▶ [Problem statement]
Could the data below be copied exactly, minus the pictures?

▶ [Available records]
++++++++
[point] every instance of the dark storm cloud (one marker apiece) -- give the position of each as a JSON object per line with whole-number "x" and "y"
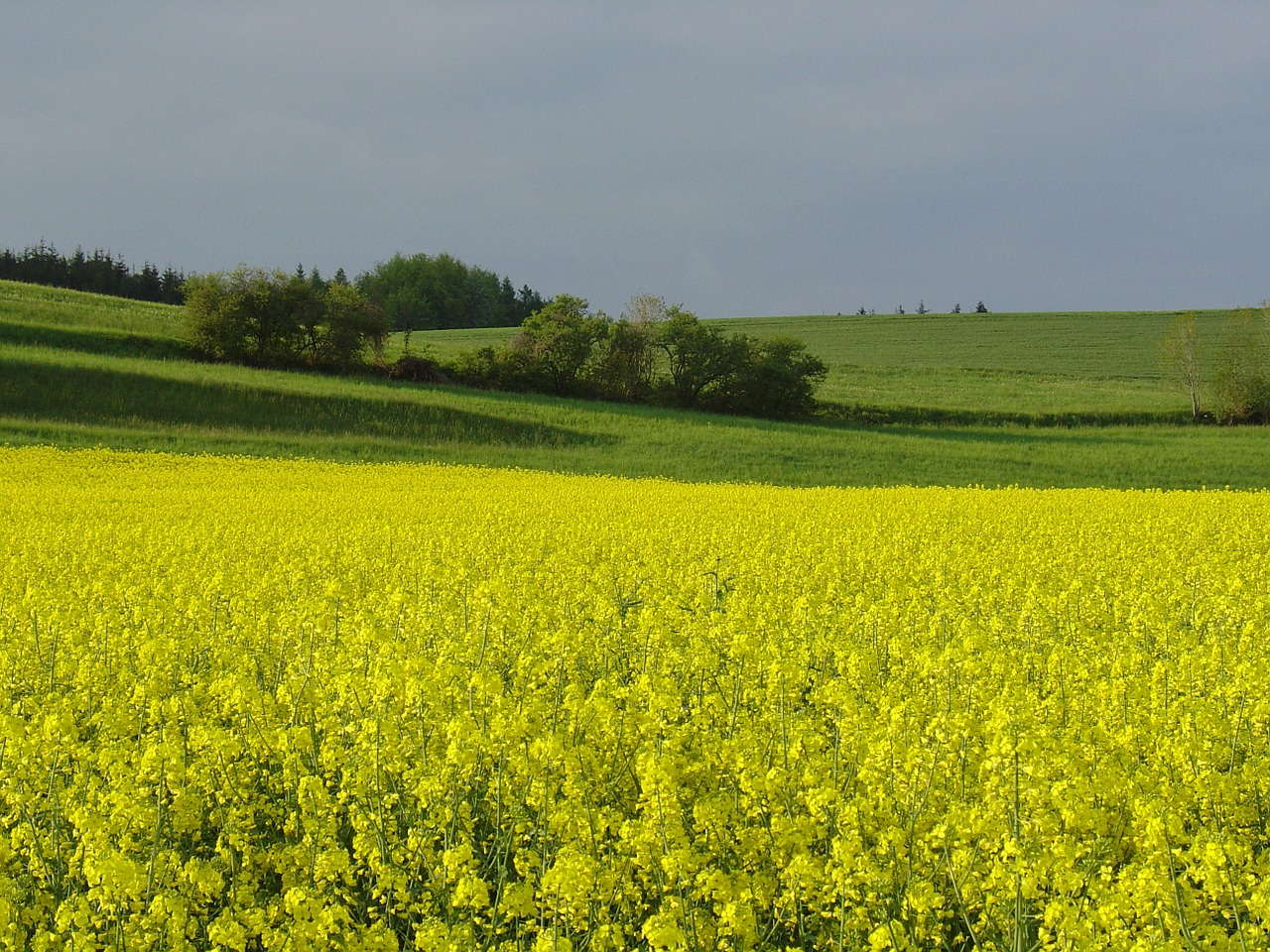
{"x": 739, "y": 158}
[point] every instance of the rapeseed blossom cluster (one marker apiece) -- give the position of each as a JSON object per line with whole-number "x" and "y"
{"x": 262, "y": 705}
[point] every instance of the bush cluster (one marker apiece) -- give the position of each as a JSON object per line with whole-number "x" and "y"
{"x": 436, "y": 293}
{"x": 1241, "y": 384}
{"x": 653, "y": 354}
{"x": 272, "y": 318}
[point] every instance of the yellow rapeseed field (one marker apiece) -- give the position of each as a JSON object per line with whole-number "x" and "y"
{"x": 261, "y": 705}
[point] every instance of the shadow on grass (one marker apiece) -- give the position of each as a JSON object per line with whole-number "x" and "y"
{"x": 95, "y": 341}
{"x": 860, "y": 416}
{"x": 108, "y": 397}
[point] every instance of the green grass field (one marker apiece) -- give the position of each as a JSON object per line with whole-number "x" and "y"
{"x": 80, "y": 370}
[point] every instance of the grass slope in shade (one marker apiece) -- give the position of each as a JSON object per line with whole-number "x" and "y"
{"x": 79, "y": 400}
{"x": 80, "y": 370}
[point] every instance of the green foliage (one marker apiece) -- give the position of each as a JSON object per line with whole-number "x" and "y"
{"x": 774, "y": 377}
{"x": 271, "y": 318}
{"x": 1182, "y": 357}
{"x": 566, "y": 350}
{"x": 698, "y": 356}
{"x": 99, "y": 272}
{"x": 1241, "y": 384}
{"x": 558, "y": 343}
{"x": 429, "y": 293}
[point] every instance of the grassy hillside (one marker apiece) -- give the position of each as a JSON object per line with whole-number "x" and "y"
{"x": 992, "y": 367}
{"x": 77, "y": 370}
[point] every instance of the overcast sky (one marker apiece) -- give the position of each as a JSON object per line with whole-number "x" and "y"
{"x": 739, "y": 158}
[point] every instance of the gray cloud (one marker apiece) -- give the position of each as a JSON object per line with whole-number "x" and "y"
{"x": 740, "y": 158}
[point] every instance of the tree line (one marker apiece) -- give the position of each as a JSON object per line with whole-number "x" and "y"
{"x": 99, "y": 272}
{"x": 1234, "y": 375}
{"x": 416, "y": 293}
{"x": 440, "y": 293}
{"x": 653, "y": 353}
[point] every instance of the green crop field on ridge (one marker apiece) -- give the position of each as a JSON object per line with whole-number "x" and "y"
{"x": 81, "y": 370}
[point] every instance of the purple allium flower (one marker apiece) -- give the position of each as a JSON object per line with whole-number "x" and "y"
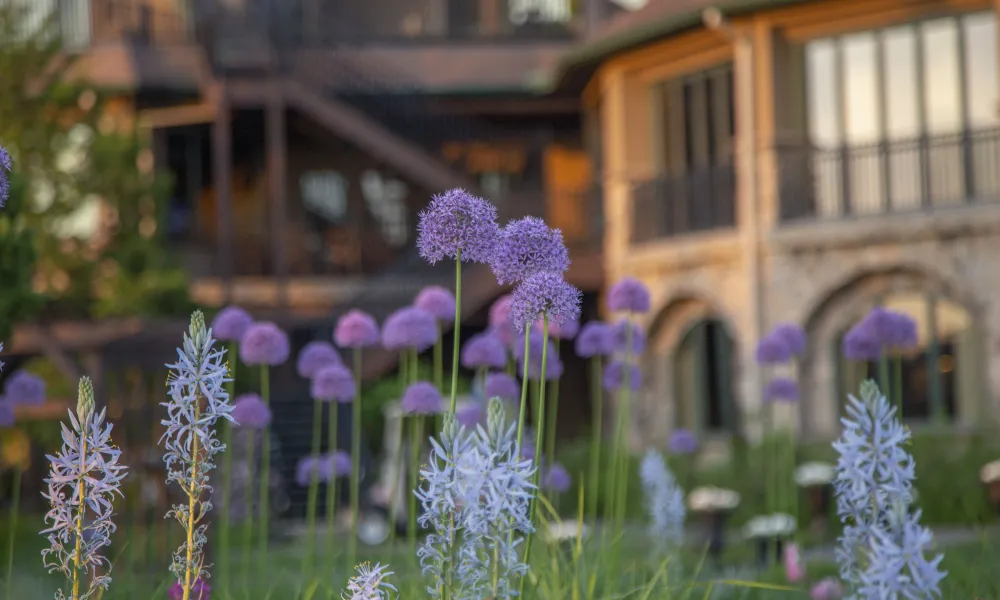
++++++++
▶ [Reply]
[point] every instance of the dark storm cloud (one marker apiece) -- give the position of each as a JSON object per line with whole-number "x" and "y"
{"x": 739, "y": 158}
[point] every instance of the rapeseed blossom cluster (one marker apiece) -- give the position of each as a JSON object per line with whole-number "x" and "y"
{"x": 262, "y": 705}
[point] every instance of the bush cluster (one marker apiece) -- give the position of each as a JSON object per line with whole-number "x" and "y"
{"x": 436, "y": 293}
{"x": 1241, "y": 384}
{"x": 653, "y": 354}
{"x": 272, "y": 318}
[point] every instance of the yellow rapeseed field (one marker apiece) -- give the position of each as a JSON object per line with whole-number "x" and "y"
{"x": 261, "y": 705}
[point] every instance of the shadow on grass (one marker apiece) -- give the position of each as a JSON object per line with whole-number "x" and "y"
{"x": 95, "y": 341}
{"x": 860, "y": 416}
{"x": 108, "y": 397}
[point] every instance of the green grass field (one marker apiece) -- give the position of each as a JSON object per line with whole-number "x" and "y"
{"x": 80, "y": 370}
[point] every instance of the grass slope in shade (one marker apiece) -- give the position of each as a JSON object per line with whole-number "x" and "y"
{"x": 79, "y": 400}
{"x": 80, "y": 370}
[point] every instance of the green foliage (one marker apiece) -- give the position of each as a JSON object per line with whole-number "x" and "y"
{"x": 774, "y": 377}
{"x": 271, "y": 318}
{"x": 1182, "y": 357}
{"x": 566, "y": 350}
{"x": 698, "y": 356}
{"x": 99, "y": 272}
{"x": 1241, "y": 384}
{"x": 558, "y": 343}
{"x": 429, "y": 293}
[point] every instance of the grassy hillside (one marker apiece) -- give the position of each as a JSON object per line with whole-number "x" and "y"
{"x": 992, "y": 367}
{"x": 77, "y": 370}
[point] every instance of the overcast sky (one marker apiece) -- give the position of each as a JSON object per line with whole-number "x" and "y"
{"x": 739, "y": 158}
[point] every instance of the gray cloud (one marker apiece) -- give the position of each as a JSON object per line with whole-number "x" and "y"
{"x": 740, "y": 158}
[point] every instance of the tree line (one marker apiece) -- give the position of each as a JSON object per line with whole-number "x" and "y"
{"x": 99, "y": 272}
{"x": 1234, "y": 375}
{"x": 416, "y": 293}
{"x": 440, "y": 293}
{"x": 653, "y": 353}
[point] every instance of the green crop field on ridge (one marker apiece) -- give the position of each as a JSON object per line with whole-number "x" and "y"
{"x": 81, "y": 370}
[point] every instance of the purple allium flower (one marker apiece) -- give the position of each as a JSON object per line with whole-number "x" and "y"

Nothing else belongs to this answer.